::: Textabschnitt :::

Hrsg. H.Th.Grütter, Stefanie Grebe (DGPh)
340 Seiten mit ca 260 SW-Photographien
Edition Walter König
ISBN 978-3-86335-526-5; 29,80 Euro

Das Buch ist die Auseinandersetzung mit dem Buch »Chargesheimer - im Ruhrgebiet«, das 1957 veröffentlicht wurde. 1957 setzten Heinrich Böll und der Photograph Chargesheimer sich mit dem industriellen Ruhrgebiet auseinander, das gerade seinen industriellen Höhepunkt erreicht hatte. So ist aus heutiger Sicht nach fast 60 Jahren die Frage bei Photographen und Betrachtern von großem Interesse, wie ist die heutige Sicht auf die Region, hat sich die photographische Rezeption der Industrieregion geändert? „Das Ruhrgebiet ist noch nicht entdeckt worden“, so lauten die ersten Worte des Einleitungstextes von Heinrich Böll zu dem Bildband »Im Ruhrgebiet«. Dem Schriftsteller Böll ist der Lapsus in diesem Zitat zu verzeihen, kannte er als Kölner wohl nicht die bemerkenswerten Photographien »Ruhrgebiet-Landschaften 1927-1935«, die 30 Jahre vorher entstanden waren. Das Kuratoren(team) hat entsprechend anspruchsvoll dem Werk Chargesheimers einen Katalog und eine Ausstellung erarbeitet, die über das Buch (1957) mit dem Text von Heinrich Böll hinausgeht indem sie 250 häufig noch nicht publizierte Photographien und einen Dialog initiiert mit den stilprägenden Photoreportagen und Bildbänden, die seit Chargesheimer zum Ruhrgebiet publiziert wurden. Aus der Sicht der Photographen ist die Entscheidung zu bedauern, dass kein Reprint des Buches von 1957 erfolgte, weil für das künstlerisch/photographisch geschulte Auge des Betrachters doch ein erheblicher Unterschied zwischen den von Chargeheimer gewählten Bildausschnitten (im Buch) und der Vergrößerung der vollformatigen Negative besteht. Insgesamt eine weitere wichtige Publikation des Ruhrmuseums zur künstlerischen Photographie, und ein interessantes Buch, das Diskussionen zur zeitgenössischen Photographie, wie zum aktuellen Lebensgefühl anstoßen wird. (DB)
(Ausstellung: Ruhrmuseum in Essen 26.05. 2014 - 18.01. 2015)

 


Ernst Leitz II
„Ich entscheide hiermit: Es wird riskiert.!“
Hrsg.: Knut Kühn-Leitz (DGPh)

::: Ausgangsdaten :::

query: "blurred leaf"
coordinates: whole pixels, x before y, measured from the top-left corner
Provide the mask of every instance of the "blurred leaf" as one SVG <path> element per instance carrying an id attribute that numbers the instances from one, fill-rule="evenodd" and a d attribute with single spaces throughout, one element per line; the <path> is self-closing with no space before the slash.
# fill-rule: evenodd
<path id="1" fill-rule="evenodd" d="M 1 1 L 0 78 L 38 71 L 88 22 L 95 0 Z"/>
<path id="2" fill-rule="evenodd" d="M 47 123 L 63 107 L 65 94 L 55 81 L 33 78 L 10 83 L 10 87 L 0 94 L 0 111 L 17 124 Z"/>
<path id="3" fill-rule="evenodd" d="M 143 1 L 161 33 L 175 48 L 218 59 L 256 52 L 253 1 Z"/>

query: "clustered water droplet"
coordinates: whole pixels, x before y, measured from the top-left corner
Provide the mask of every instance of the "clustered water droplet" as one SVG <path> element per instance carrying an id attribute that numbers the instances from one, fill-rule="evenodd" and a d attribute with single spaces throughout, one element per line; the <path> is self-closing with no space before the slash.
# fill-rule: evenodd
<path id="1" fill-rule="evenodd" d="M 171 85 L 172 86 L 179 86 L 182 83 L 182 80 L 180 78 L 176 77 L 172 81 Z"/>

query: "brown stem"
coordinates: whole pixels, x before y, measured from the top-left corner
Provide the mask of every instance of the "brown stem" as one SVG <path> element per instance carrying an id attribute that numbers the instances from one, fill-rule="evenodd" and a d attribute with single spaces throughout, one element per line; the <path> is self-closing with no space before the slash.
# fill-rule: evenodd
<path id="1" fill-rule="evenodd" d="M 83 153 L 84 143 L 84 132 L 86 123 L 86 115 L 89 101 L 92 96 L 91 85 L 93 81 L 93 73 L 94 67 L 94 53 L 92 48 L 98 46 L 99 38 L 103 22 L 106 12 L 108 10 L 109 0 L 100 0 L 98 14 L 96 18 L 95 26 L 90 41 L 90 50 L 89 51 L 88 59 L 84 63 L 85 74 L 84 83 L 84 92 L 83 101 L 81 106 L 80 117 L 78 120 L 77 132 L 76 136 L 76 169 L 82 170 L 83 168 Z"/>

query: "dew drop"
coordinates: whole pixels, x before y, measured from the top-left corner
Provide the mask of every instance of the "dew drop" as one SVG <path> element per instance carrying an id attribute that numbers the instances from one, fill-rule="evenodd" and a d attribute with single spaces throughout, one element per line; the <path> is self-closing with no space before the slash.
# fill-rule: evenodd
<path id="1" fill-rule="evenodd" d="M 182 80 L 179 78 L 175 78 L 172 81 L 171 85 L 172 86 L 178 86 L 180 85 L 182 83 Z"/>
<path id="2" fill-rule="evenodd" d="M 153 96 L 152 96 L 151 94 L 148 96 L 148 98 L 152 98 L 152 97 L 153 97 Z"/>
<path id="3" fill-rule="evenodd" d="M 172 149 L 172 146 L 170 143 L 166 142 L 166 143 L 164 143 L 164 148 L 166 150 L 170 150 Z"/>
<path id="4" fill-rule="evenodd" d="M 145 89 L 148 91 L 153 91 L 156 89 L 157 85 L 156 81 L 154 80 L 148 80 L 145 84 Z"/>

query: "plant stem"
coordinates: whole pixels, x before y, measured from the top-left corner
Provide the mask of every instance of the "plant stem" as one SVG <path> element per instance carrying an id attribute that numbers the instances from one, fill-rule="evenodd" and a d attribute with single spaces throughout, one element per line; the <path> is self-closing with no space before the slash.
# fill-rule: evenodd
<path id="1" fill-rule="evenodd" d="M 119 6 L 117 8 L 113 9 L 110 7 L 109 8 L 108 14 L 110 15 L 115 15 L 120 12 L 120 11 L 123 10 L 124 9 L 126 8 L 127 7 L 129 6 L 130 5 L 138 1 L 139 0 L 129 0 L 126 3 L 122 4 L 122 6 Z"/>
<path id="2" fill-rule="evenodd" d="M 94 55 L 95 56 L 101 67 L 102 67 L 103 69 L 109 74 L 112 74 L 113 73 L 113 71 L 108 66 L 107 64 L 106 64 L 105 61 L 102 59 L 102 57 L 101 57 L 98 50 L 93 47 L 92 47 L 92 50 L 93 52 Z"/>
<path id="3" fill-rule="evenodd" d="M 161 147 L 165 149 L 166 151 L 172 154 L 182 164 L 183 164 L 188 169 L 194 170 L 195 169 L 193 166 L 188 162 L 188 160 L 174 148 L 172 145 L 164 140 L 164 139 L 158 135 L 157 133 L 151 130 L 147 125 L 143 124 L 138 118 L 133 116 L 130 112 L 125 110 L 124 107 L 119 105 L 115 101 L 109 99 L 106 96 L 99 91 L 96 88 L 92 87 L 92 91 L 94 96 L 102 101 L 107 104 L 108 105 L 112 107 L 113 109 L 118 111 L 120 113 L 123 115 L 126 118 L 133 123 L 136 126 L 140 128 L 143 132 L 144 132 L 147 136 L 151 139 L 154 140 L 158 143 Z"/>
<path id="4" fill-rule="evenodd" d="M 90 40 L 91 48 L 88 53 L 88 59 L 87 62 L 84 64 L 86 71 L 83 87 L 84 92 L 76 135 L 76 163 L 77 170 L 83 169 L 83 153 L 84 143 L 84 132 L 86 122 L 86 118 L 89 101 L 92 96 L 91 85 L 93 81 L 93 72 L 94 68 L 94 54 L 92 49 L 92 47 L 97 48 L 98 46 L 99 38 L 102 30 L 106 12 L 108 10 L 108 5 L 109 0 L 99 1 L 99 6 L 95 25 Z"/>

:::

# Zu erledigen
[a] Beantworte anhand der Buchbesprechung:
(i) In welchem Jahr erschien das Buch »Chargesheimer - im Ruhrgebiet«?
(ii) Wie viele Seiten hat der besprochene Band?
(iii) In welchem Museum war die zugehörige Ausstellung zu sehen?
[b] Bring diese Zeilen in die Form einer JSON-Liste von Strings, ein Eintrag pro Zeile und ohne Leerzeilen. Fang bei der ersten Zeile der Einträge zur Umrissbeschriftung an und hör nach der Zeile mit „172 86 L 179“ auf, beide Enden eingeschlossen.

# Lösungen
[a]
(i) 1957
(ii) 340 Seiten
(iii) Im Ruhrmuseum in Essen

[b]
[
  "query: \"blurred leaf\"",
  "coordinates: whole pixels, x before y, measured from the top-left corner",
  "Provide the mask of every instance of the \"blurred leaf\" as one SVG <path> element per instance carrying an id attribute that numbers the instances from one, fill-rule=\"evenodd\" and a d attribute with single spaces throughout, one element per line; the <path> is self-closing with no space before the slash.",
  "# fill-rule: evenodd",
  "<path id=\"1\" fill-rule=\"evenodd\" d=\"M 1 1 L 0 78 L 38 71 L 88 22 L 95 0 Z\"/>",
  "<path id=\"2\" fill-rule=\"evenodd\" d=\"M 47 123 L 63 107 L 65 94 L 55 81 L 33 78 L 10 83 L 10 87 L 0 94 L 0 111 L 17 124 Z\"/>",
  "<path id=\"3\" fill-rule=\"evenodd\" d=\"M 143 1 L 161 33 L 175 48 L 218 59 L 256 52 L 253 1 Z\"/>",
  "query: \"clustered water droplet\"",
  "coordinates: whole pixels, x before y, measured from the top-left corner",
  "Provide the mask of every instance of the \"clustered water droplet\" as one SVG <path> element per instance carrying an id attribute that numbers the instances from one, fill-rule=\"evenodd\" and a d attribute with single spaces throughout, one element per line; the <path> is self-closing with no space before the slash.",
  "# fill-rule: evenodd",
  "<path id=\"1\" fill-rule=\"evenodd\" d=\"M 171 85 L 172 86 L 179 86 L 182 83 L 182 80 L 180 78 L 176 77 L 172 81 Z\"/>"
]